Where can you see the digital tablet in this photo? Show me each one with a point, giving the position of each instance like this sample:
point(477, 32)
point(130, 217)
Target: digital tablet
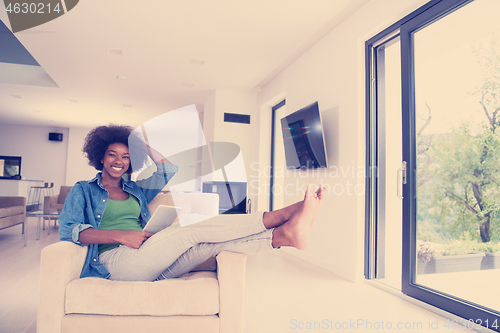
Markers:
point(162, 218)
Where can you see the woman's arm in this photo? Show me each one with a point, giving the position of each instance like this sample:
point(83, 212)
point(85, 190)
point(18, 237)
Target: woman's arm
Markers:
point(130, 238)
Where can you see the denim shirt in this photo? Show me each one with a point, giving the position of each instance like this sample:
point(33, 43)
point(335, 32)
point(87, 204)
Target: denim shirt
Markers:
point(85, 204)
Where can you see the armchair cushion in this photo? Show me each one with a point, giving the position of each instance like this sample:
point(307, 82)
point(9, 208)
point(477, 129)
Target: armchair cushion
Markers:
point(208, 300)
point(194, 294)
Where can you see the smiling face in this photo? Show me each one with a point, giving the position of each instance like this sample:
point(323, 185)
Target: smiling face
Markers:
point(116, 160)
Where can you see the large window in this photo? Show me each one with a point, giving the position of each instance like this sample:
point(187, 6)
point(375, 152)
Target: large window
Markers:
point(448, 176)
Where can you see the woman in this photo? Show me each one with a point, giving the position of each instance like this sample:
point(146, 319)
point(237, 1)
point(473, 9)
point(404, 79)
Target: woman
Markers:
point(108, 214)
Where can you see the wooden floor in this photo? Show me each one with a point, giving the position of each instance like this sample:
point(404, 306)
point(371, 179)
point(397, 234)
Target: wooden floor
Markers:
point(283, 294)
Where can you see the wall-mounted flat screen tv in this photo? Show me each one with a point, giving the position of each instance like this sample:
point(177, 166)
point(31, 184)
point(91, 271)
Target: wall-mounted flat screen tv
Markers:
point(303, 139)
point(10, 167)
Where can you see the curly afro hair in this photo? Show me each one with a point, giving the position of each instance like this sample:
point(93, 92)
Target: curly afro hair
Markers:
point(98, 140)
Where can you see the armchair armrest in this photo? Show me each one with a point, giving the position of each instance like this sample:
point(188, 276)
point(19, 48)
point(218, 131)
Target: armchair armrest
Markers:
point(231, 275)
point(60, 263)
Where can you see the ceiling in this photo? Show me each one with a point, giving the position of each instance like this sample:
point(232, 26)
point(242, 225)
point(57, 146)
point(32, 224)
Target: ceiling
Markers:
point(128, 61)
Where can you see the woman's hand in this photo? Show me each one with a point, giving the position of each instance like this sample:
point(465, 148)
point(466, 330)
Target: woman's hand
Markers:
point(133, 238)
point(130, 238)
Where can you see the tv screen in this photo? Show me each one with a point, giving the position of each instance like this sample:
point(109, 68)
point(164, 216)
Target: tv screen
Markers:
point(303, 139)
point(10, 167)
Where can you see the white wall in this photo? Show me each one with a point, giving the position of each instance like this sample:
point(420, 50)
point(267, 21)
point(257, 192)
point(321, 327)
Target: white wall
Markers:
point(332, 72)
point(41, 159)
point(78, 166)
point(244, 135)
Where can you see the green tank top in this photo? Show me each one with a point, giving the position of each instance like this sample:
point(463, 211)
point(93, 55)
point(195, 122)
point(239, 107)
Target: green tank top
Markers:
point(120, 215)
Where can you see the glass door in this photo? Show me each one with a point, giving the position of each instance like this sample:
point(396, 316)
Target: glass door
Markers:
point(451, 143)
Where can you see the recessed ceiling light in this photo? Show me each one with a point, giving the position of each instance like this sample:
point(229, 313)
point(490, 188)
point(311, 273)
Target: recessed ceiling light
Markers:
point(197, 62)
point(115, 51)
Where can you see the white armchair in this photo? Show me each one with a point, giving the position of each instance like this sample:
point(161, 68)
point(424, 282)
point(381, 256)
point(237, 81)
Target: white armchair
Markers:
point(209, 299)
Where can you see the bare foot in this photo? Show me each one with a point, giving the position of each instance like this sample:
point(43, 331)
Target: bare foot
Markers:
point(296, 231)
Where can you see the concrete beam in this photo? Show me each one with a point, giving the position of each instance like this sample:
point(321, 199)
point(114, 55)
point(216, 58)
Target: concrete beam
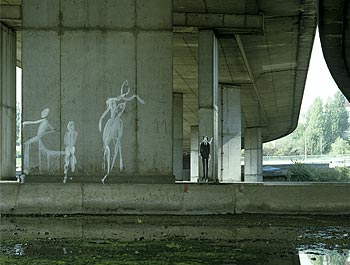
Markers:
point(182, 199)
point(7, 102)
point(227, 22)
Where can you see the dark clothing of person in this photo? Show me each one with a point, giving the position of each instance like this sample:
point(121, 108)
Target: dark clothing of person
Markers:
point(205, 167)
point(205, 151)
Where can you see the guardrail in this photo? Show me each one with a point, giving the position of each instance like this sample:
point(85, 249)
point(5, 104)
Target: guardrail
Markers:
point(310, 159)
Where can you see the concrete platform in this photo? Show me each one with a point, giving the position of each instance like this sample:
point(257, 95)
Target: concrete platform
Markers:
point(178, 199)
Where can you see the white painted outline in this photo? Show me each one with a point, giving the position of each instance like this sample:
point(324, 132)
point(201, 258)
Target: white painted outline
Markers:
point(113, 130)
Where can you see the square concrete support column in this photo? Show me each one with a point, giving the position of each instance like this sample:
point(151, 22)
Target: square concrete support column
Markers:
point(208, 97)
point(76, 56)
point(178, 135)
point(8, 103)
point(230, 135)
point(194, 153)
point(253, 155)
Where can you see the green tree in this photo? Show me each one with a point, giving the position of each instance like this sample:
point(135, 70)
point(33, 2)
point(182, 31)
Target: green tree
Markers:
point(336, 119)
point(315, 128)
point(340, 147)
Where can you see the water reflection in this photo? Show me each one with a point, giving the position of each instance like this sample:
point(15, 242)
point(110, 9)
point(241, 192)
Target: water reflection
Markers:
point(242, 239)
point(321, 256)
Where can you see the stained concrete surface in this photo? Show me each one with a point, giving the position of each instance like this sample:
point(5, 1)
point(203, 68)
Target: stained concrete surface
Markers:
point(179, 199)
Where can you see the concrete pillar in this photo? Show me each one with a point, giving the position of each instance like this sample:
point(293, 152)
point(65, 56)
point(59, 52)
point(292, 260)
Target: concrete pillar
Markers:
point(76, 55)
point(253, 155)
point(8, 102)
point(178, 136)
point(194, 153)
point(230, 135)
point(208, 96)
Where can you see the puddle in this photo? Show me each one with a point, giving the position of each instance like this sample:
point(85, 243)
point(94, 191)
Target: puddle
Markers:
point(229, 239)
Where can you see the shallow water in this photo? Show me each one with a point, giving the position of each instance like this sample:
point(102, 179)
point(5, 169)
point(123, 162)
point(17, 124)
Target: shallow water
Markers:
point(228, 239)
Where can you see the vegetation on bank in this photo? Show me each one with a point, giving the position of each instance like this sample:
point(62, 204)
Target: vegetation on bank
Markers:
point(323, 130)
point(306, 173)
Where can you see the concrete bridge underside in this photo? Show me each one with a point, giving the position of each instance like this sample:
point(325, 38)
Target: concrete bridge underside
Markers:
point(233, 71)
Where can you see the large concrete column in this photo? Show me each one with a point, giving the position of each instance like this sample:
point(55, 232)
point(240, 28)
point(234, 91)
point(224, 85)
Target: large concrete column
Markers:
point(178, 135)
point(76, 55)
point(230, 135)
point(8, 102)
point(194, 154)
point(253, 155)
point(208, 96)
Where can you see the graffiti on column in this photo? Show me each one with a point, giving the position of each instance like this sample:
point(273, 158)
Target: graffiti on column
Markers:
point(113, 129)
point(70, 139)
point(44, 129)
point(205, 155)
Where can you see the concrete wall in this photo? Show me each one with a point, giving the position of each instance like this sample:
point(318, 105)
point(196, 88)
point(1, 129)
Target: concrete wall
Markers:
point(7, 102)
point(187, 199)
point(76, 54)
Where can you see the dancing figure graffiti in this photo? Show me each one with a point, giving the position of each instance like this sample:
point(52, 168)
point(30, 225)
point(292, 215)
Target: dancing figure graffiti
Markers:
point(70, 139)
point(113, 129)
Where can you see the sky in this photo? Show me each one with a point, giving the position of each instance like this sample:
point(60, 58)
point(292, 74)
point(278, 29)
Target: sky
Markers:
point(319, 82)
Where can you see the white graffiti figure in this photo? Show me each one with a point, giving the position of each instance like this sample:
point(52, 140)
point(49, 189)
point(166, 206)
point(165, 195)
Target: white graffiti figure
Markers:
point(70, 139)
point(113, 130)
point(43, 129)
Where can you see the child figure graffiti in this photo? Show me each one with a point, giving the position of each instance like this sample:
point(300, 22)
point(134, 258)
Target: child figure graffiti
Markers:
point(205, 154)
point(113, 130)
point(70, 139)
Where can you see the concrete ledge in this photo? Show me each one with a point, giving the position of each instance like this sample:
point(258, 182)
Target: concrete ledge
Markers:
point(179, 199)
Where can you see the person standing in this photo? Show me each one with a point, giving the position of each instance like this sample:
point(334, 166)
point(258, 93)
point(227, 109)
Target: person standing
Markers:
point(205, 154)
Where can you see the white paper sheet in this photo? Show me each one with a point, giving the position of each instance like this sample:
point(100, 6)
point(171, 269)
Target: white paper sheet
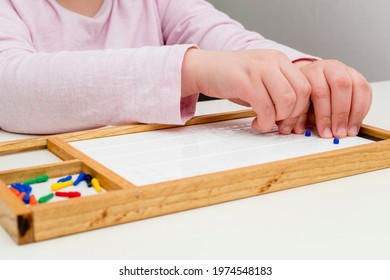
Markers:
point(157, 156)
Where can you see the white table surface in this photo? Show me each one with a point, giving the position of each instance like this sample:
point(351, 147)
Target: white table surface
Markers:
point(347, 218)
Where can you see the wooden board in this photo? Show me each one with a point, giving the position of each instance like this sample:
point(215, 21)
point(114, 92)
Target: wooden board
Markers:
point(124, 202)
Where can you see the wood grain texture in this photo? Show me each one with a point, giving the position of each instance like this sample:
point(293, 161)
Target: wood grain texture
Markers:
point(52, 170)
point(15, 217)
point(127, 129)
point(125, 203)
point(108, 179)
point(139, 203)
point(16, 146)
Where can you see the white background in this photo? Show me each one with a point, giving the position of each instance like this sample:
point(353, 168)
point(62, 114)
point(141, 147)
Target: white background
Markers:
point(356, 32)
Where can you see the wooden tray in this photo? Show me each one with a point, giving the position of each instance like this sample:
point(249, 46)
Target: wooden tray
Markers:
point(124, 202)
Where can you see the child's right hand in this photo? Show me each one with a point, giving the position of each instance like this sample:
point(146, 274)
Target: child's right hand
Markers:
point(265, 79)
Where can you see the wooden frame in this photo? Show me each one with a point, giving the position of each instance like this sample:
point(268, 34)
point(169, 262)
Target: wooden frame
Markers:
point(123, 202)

■ Objective: Your task is to copy word for word the lines from the line containing "Where can you see the white paper" to the end of the listing, both included, and to drop any pictures.

■ Reply:
Where can you see the white paper sheet in this photo? Show me each one with a point, giving the position of each instance like this sample:
point(100, 6)
point(171, 269)
Target: white paper sheet
Markers:
point(157, 156)
Where can you see the white table surface in this photo? Show me each one with a point, giving the position of each instance like this sample:
point(351, 147)
Target: white table surface
Markers:
point(347, 218)
Where can you see the wooden board in this photo? Show me each one with a point, giving the position of each instance like this sample:
point(215, 21)
point(114, 92)
Target: wooden board
Markers:
point(124, 202)
Where can you see the wood grain texture in this photo? Show me each one with a point, giving the position of each instance like this sample:
point(293, 161)
Target: wood grain texture
Markers:
point(52, 170)
point(15, 217)
point(127, 129)
point(125, 203)
point(108, 179)
point(139, 203)
point(16, 146)
Where can you see the white background in this photo? Show me each one with a point, giving the position of each instance like this sample:
point(353, 168)
point(62, 114)
point(141, 147)
Target: white background
Markers:
point(356, 32)
Where can you see the wooden tray in this photo? Show me each one with a point, giving the position of each instance like this sample:
point(249, 46)
Target: wooden tray
Markers:
point(124, 202)
Where can you see the child's right hand in this photo? Show me each one with a point, giving the position of each instance like this sample:
point(146, 274)
Target: child's right hand
Markers:
point(265, 79)
Where can you see the wooden frame in this photo? Show me each one with a point, giving the position of each instance like this sample:
point(268, 34)
point(169, 262)
Target: wooden frame
Markers:
point(123, 202)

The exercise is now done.